Okuma metni:
—————

Sosyal Teori Bağlamında Diriliş Düşüncesi

 

Sezai Karakoç, ismini ilk defa edebiyatla duyurmuş olsa da ortaya koyduğu eserler bağlamında değerlendirdiğinde geniş bir düşünce skalası ile karşımıza çıkan bir düşünürdür. Sanat, felsefe, tarih, sosyoloji, ekonomi gibi insanlık tarihinin temel bilimleriyle olan ünsiyeti ve bu bilimleri harmanlayarak ortaya koyduğu düşüncesi, bugün bir sosyal teori bağlamında da değerlendirilebilecek niteliktedir. Ortaya koyduğu düşünce biçimine ilişkin üretmiş olduğu kavramlar ve bu kavramlara getirmiş olduğu anlamlar ve yine bu anlamlar dolayısıyla düşüncesini birçok bilimle ilintili biçimde sunması, teşhis odaklı çalışıp çözüm önerileri getirmesi, onun düşüncesinin geniş perspektifle ele alınmasını zorunlu kılar. Karakoç, şiirleri ve edebî eserleri dışında yirmi altı düşünce kitabı ortaya koymuş ve bu fikirleri de şiirinden ayrı değerlendirilmeyen, bu nedenle de kendisiyle çelişmeyen şair, yazar, düşünür ve siyasi parti yöneticisi kimliğini bir arada barındıran bir isimdir. Karakoç’u salt edebî çerçeve içerisinde ele almak yanıltıcı ve eksik olacağı gibi onu salt bir düşünür olarak ele almak da yanıltıcı ve eksik olur. Bu yüzden Karakoç’u sahip olduğu ve ortaya ömrünü koyduğu aksiyoner kimliğiyle irdelemek, düşüncelerini ve eserlerini geniş bir perspektifle ele almak gerekmektedir.

—————

Veriler:
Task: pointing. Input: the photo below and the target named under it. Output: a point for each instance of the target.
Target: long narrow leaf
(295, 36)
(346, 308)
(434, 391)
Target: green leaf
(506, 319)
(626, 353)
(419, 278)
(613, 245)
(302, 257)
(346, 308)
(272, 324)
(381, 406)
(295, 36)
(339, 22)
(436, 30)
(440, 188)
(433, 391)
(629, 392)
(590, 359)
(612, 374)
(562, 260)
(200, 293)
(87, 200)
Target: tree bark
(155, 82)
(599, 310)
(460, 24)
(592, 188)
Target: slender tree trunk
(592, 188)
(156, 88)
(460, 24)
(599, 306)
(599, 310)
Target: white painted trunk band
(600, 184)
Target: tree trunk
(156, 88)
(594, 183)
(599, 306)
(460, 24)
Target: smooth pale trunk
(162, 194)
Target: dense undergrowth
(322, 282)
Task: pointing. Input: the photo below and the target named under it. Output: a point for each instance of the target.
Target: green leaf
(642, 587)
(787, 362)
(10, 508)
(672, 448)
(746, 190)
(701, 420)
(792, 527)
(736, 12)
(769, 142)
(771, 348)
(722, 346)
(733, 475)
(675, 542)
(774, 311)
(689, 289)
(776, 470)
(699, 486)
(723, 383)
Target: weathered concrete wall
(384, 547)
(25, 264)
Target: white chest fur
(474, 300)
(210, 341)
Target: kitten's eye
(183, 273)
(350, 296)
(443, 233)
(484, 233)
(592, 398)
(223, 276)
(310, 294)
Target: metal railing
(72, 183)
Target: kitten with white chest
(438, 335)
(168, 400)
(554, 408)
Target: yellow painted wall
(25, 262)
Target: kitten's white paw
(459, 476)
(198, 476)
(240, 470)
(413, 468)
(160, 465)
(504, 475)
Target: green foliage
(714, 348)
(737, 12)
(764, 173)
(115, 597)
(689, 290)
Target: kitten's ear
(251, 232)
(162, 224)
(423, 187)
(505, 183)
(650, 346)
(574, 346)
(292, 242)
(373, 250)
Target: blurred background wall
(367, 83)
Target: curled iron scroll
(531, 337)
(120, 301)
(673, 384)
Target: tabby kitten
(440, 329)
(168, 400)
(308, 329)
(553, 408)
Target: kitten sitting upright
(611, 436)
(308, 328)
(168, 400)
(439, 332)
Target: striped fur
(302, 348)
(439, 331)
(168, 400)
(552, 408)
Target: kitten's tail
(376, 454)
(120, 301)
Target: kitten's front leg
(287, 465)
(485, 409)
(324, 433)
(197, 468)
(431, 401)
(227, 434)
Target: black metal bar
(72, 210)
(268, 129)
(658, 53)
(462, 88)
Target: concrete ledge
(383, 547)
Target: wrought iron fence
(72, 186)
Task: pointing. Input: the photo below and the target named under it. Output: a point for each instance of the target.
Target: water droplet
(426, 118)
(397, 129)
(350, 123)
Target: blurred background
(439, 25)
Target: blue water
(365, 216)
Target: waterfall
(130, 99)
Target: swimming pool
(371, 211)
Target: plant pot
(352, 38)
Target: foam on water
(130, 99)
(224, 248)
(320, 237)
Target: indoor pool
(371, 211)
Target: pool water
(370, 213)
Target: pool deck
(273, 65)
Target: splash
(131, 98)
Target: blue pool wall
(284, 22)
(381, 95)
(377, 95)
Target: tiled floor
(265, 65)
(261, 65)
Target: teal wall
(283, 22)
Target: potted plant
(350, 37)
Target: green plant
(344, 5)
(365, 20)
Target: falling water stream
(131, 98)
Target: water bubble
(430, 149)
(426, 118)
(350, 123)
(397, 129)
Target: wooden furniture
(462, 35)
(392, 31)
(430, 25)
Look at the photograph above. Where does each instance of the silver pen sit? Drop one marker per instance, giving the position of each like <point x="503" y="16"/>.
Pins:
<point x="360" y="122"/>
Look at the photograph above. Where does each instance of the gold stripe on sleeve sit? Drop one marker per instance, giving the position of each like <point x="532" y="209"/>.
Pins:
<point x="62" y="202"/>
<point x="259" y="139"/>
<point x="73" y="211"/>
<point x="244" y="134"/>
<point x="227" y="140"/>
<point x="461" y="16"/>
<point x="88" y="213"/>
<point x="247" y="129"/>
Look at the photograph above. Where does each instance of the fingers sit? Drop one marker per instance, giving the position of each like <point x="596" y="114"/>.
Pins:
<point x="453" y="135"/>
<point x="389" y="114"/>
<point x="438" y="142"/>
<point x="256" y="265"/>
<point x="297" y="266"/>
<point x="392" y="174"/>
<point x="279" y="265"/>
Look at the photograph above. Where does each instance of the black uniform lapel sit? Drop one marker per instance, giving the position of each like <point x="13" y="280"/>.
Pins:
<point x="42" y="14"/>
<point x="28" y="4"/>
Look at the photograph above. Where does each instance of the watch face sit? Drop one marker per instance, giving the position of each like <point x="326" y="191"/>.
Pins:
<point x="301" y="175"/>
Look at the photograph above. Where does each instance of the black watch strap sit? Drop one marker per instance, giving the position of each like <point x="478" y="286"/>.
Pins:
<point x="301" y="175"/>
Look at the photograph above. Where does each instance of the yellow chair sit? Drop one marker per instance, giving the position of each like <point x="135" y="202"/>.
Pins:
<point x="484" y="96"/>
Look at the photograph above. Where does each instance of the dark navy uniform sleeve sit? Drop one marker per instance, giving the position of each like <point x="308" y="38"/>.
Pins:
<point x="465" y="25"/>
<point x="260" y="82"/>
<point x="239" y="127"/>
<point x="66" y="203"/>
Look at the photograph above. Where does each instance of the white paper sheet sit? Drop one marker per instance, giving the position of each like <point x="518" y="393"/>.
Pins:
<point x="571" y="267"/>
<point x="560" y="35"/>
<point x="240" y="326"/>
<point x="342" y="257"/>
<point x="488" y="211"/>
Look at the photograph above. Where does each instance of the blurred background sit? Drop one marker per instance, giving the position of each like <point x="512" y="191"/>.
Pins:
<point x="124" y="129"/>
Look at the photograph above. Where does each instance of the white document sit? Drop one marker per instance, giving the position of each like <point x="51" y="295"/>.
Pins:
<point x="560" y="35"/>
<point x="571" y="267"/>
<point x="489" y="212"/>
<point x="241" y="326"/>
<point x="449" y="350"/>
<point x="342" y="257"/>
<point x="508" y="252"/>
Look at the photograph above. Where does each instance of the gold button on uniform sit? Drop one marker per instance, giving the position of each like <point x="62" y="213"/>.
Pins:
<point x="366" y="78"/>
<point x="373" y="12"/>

—————

Alıştırma ayrıntıları: Sezai Karakoç'un Diriliş düşüncesini anlatan metni kaldığı yerden sürdürün. Bu iş için kayıtlara gerek yok.

Görevin cevabı:
 

Karakoç’un düşünceleri, parça parça ele alınabildiği gibi bir bütün olarak da irdelenebilir. Her eseri, ortaya koyduğu büyük Diriliş düşüncesinin bir parçası hükmündedir. Bu eserler, teşhis, tahlil ve öneri bağlamında üç ayrı bölümde ele alınabilir. Düşünce bağlamında ortaya koyduğu eserler; Ruhun Dirilişi, Makamda, İslâm, Kıyamet Aşısı, İslâm Toplumunun Ekonomik Strüktürü, İslâm’ın Dirilişi, Yitik Cennet, Dirilişin Çevresinde, Çağ ve İlham I – Metafizik Gerilim Şartı, Çağ ve İlham II – Sevgi Devrimi, Çağ ve İlham III – Yazgı Seçişi, Çağ ve İlham IV – Kuruluş, Diriliş Muştusu, Diriliş Neslinin Âmentüsü, Düşünceler I – Kavramlar, Düşünceler II – Kurumlar, İnsanlığın Dirilişi, Gündönümü, Fizikötesi Açısından Ufuklar ve Daha Ötesi I- Perde Devrildiği An, Fizikötesi Açısından Ufuklar ve Daha Ötesi II- Diriliş Şoku, Fizikötesi Açısından Ufuklar ve Daha Ötesi IIIDoğum Işığı, Yapı Taşları ve Kaderimizin Çağrısı I- başyazılar, Yapı Taşları ve Kaderimizin Çağrısı II- başyazılar, Samanyolunda Ziyafet, Varolma Savaşı, Unutuş ve Hatırlayış eserleridir.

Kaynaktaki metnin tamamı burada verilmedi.